[Rows from a dataset]

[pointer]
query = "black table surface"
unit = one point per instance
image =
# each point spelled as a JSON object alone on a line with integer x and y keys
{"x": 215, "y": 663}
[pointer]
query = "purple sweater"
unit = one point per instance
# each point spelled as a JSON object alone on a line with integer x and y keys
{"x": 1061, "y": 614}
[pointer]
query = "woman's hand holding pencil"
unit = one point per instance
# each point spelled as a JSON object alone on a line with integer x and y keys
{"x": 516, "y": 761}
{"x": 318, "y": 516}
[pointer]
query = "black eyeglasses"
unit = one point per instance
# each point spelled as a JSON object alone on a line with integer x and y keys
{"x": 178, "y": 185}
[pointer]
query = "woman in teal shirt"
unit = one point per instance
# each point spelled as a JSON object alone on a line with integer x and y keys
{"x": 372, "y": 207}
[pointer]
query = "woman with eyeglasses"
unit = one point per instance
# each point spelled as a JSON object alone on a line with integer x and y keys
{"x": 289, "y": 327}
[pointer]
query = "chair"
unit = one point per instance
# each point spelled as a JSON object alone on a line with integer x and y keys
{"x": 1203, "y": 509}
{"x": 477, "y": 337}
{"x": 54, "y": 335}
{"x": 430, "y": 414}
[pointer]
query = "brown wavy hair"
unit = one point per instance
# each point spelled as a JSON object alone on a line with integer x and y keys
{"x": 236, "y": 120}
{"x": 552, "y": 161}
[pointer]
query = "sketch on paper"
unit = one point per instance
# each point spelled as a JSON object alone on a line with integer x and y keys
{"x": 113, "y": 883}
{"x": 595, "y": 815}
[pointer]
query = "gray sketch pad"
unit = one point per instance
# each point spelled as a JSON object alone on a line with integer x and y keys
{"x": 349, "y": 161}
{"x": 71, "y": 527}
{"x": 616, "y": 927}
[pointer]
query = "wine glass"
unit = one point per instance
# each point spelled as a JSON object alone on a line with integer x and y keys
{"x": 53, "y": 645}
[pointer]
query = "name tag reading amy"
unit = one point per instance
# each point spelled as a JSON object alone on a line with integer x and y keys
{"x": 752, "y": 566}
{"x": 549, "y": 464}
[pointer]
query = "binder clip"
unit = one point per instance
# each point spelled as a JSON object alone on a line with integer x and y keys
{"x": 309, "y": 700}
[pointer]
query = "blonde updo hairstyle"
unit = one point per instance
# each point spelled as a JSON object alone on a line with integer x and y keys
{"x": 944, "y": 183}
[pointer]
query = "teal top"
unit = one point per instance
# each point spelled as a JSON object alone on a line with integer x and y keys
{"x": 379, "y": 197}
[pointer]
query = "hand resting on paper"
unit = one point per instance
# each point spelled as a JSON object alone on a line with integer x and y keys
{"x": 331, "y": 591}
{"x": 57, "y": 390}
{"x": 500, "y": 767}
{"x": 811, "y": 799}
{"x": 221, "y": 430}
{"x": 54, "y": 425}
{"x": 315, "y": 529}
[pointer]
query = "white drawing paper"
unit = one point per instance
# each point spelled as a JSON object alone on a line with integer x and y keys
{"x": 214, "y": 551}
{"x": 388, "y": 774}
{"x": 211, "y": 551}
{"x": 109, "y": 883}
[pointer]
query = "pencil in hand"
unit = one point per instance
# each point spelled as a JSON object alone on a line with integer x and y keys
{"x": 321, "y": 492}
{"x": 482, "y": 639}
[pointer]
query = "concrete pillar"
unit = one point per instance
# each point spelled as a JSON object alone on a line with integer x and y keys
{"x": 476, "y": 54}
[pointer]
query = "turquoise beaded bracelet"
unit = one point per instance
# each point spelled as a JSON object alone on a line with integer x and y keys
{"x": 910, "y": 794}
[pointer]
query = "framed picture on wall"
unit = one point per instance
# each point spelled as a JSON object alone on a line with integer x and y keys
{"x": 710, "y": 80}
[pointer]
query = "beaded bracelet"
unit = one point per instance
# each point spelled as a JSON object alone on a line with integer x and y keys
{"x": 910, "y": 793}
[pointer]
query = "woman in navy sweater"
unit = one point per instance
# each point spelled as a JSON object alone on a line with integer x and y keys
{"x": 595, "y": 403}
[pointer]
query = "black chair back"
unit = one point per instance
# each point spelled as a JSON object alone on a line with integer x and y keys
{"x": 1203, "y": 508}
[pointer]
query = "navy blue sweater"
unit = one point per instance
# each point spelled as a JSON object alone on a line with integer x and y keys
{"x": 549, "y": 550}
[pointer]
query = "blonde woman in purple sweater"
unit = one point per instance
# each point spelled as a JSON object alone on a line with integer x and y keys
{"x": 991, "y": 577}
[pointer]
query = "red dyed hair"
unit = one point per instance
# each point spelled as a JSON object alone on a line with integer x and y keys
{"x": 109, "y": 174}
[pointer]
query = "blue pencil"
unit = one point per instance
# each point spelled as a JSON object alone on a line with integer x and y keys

→ Given task:
Repeat the records exactly, including every line.

→ Result of this task:
[pointer]
query = "black table surface"
unit = one point per instance
image =
# each point spelled as a JSON object alone on a line with integer x and y keys
{"x": 215, "y": 663}
[pointer]
query = "purple sweater"
unit = one point per instance
# each point spelled as a JSON object alone on a line with integer x and y keys
{"x": 1061, "y": 614}
[pointer]
query = "woman's hand holding pencil"
unit = one point per instance
# each point spelled as a JSON object alone on a line with integer x and y keys
{"x": 516, "y": 761}
{"x": 318, "y": 516}
[pointer]
query = "black eyeglasses"
unit = one point per instance
# each point spelled as a JSON object alone on a line with integer x and y keys
{"x": 178, "y": 185}
[pointer]
query = "woman in teal shirt"
unit = one point per instance
# each point spelled as a JSON object alone on a line with integer x and y keys
{"x": 372, "y": 207}
[pointer]
query = "woman with eyeglasses"
unit = one point per instance
# each point spelled as a JSON object alone on a line with integer x and y keys
{"x": 289, "y": 327}
[pointer]
query = "chair"
unit = one point per instance
# each point spelled as a JSON object alone on a line with integer x and y keys
{"x": 1203, "y": 509}
{"x": 477, "y": 337}
{"x": 54, "y": 335}
{"x": 430, "y": 414}
[pointer]
query = "brown wavy hair"
unit = one point per instance
# each point spelled as a JSON object alone on a line with integer x and y keys
{"x": 236, "y": 120}
{"x": 552, "y": 161}
[pointer]
query = "sketch on paper"
unit = one point per instance
# each point spelled as a JSON object alone on a line with integer x and y keys
{"x": 113, "y": 883}
{"x": 595, "y": 815}
[pointer]
query = "gray sketch pad"
unit = one point per instance
# each point spelled as a JSON object alone on a line with integer x and y keys
{"x": 349, "y": 161}
{"x": 71, "y": 527}
{"x": 616, "y": 927}
[pointer]
query = "wine glass"
unit = one point per instance
# each point spelled as a JSON object alone on a line with integer x and y keys
{"x": 53, "y": 645}
[pointer]
query = "name tag reading amy"
unit = one point per instance
# each point spelled as a JSON object alone on a line with integer x and y keys
{"x": 752, "y": 566}
{"x": 549, "y": 464}
[pointer]
query = "binder clip"
unit = one point per instance
# each point spelled as a JSON object alone on a line with integer x and y keys
{"x": 309, "y": 700}
[pointer]
query = "blonde updo hairstyle"
unit = one point per instance
# each point spelled as a JSON object alone on a line with integer x and y keys
{"x": 944, "y": 183}
[pointer]
query = "teal top"
unit = one point per instance
# each point spelled as a JSON object alone on a line with integer x and y keys
{"x": 379, "y": 197}
[pointer]
query = "hand resting on paper"
unit = one point per instance
# each point spelled as a JSON object alone on a line with integer x and y keys
{"x": 331, "y": 591}
{"x": 57, "y": 390}
{"x": 500, "y": 767}
{"x": 811, "y": 799}
{"x": 221, "y": 430}
{"x": 54, "y": 425}
{"x": 315, "y": 529}
[pointer]
query = "white drawing paper"
unit = one point per instance
# each point spelled as a JSON object alone on a line with integer x and y keys
{"x": 214, "y": 551}
{"x": 388, "y": 774}
{"x": 211, "y": 551}
{"x": 109, "y": 883}
[pointer]
query = "pencil in hand"
unit = one point per instance
# each point spelled as a JSON object alone on a line with integer x and y keys
{"x": 321, "y": 492}
{"x": 482, "y": 639}
[pointer]
query = "concrete pillar"
unit = one point per instance
# each point spelled as a JSON object alone on a line with integer x and y keys
{"x": 476, "y": 54}
[pointer]
query = "turquoise beaded bracelet"
unit = one point per instance
# each point spelled as a JSON object alone on a line with integer x and y keys
{"x": 910, "y": 794}
[pointer]
query = "framed picture on wall"
unit = one point per instance
# each point spelled as a JSON object alone on a line with integer x and y keys
{"x": 710, "y": 80}
[pointer]
query = "beaded bracelet"
unit = one point per instance
# each point spelled as a JSON object alone on a line with integer x and y keys
{"x": 910, "y": 793}
[pointer]
query = "woman in navy sweater"
unit = one point per instance
# each point spelled as a JSON object alone on a line with integer x and y keys
{"x": 595, "y": 403}
[pointer]
query = "black chair back"
unit = one point per instance
# each point spelled as a JSON object alone on a line with integer x and y keys
{"x": 1203, "y": 508}
[pointer]
query = "navy blue sweater"
unit = one point per instance
# each point spelled as a JSON object alone on a line with integer x and y keys
{"x": 549, "y": 550}
[pointer]
query = "blonde woman in purple sweater"
unit = one point per instance
# each point spelled as a JSON object alone on a line with integer x and y keys
{"x": 991, "y": 577}
[pointer]
query = "red dyed hair"
unit = one point per instance
# each point spelled as a JSON object alone on a line with integer x and y keys
{"x": 109, "y": 174}
[pointer]
query = "blue pencil"
unit = one point per instance
# each point spelled as a JSON object alone on a line with integer x and y keys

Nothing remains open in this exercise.